▶ **Exercise instructions**
**1.** Do the following statements agree with the article on daylight saving in Cork in 1916? Answer yes or no for each, quoting the words of the article that decide it.
(a) Germany and Austria-Hungary were the first to use a daylight saving scheme.
(b) The United States adopted daylight saving in 1917.
(c) Railway officials left behind passengers who reached the station at the last moment.
**2.** Can you pick up the article on daylight saving in Cork in 1916 after its final sentence and continue writing it?

▶ **Page text**
□ □ □ □ □

Kieran’s Our City, Our Town Article,

Cork Independent,  2 June 2016

Remembering 1916, Matters of Time

 

    The matter of time was an issue for the citizens of Cork in early summer 1916. Starting on 30 April Germany and its World War I ally Austria-Hungary were the first to use a Daylight Saving Scheme as a way to conserve coal during wartime. Britain, most of its allies, and many European neutrals soon followed suit to provide more time for agricultural activities in the evenings. Russia and a few other countries waited until the subsequent year and the United States of America implemented it in 1918.

   Irish society operated on 25 minutes and 22 seconds behind Greenwich Mean Time. On 20 May 1916, Cork citizens woke up to find the new British Daylight Saving Scheme in full operation. All official clocks, at post offices and elsewhere were duly put forward as required by the new Act. All other clocks showing time to the public on the streets of Cork were similarly advanced during the night.

   Irish newspapers such as the Cork Examiner and Irish Times detailed in editorials on 21 May that some of the trains were delayed. While the railway officials did their best to start trains according to the time table, they chose not to leave behind passengers who were seen rushing into the station at the last moment. These little delays, when accumulated over a line of ten or twelve stations, added up to something considerable when the train arrived at its destination.

□ □ □ □ □

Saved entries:
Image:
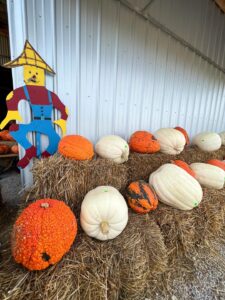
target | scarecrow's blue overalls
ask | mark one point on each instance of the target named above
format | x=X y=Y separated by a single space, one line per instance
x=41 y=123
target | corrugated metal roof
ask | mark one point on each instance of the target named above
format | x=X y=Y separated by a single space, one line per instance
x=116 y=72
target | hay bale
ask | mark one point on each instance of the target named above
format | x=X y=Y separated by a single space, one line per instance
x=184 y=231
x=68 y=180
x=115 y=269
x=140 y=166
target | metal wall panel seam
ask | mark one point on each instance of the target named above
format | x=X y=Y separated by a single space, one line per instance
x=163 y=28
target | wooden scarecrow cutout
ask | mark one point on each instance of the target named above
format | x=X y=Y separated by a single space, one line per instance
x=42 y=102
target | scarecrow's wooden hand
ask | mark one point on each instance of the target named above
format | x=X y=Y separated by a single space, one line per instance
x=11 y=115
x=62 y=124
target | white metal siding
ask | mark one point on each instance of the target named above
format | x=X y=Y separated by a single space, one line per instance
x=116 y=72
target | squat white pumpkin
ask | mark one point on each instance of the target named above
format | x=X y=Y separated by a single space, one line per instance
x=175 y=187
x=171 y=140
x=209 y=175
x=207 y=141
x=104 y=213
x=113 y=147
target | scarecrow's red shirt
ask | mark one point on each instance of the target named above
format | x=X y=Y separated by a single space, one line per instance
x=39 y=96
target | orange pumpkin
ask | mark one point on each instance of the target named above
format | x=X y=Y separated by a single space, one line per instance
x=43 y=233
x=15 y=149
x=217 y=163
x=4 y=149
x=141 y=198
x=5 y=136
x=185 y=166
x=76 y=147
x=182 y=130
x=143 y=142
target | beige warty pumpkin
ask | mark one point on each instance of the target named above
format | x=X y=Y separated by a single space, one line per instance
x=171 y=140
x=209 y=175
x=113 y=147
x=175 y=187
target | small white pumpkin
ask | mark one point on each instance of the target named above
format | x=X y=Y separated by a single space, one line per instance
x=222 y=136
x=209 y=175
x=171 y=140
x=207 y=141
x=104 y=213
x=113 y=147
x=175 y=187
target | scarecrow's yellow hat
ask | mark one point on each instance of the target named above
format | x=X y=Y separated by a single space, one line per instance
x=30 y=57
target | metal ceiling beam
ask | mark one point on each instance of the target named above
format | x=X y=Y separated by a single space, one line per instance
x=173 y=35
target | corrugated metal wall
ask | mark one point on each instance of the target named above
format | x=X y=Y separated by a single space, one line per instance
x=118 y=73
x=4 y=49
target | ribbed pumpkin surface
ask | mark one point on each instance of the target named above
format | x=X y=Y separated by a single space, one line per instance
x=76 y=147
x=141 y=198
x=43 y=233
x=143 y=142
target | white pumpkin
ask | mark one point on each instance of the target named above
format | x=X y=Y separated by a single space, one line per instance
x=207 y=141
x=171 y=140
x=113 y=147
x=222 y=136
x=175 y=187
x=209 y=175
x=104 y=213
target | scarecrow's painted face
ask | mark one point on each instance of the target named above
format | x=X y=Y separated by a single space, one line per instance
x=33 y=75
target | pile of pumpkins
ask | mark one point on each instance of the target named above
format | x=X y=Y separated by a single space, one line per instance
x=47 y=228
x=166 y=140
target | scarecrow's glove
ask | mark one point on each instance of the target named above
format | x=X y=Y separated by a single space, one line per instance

□ □ □ □ □

▶ **Answers to each task**
**1.**
(a) Yes: "Germany and its World War I ally Austria-Hungary were the first to use a Daylight Saving Scheme"
(b) No: "the United States of America implemented it in 1918"
(c) No: "they chose not to leave behind passengers who were seen rushing into the station at the last moment"

**2.**
    In the city churches, Roman Catholic masses were celebrated according to the official time. An exception was, however, made at St Finbarr’s West at the Lough, on account of the number of country residents belonging to the parish, some of whom might have missed Mass if the new time was adopted. The following Sunday the masses were celebrated according to the official clock time. The licensed trade was affected by having to close an hour earlier in the evening than usual, but as against this, opened an hour earlier.

     As the summer passed, the end of September 1916 meant that Great Britain had to revert to the normal time. Ireland decided, however, not to revert to the ‘old time’, but to try another change – that of adopting Greenwich Mean Time. The legislation to change this was argued for by principally the Irish port authorities and Chambers of Commerce and Shipping. It meant that for the immediate future at all events there would be no difference between English time and Irish time. Ireland made up the 25 minutes in time by simply putting back her public clocks, and her citizens their watches, not by 60 minutes but by 35 minutes on the night of 30 September 1916.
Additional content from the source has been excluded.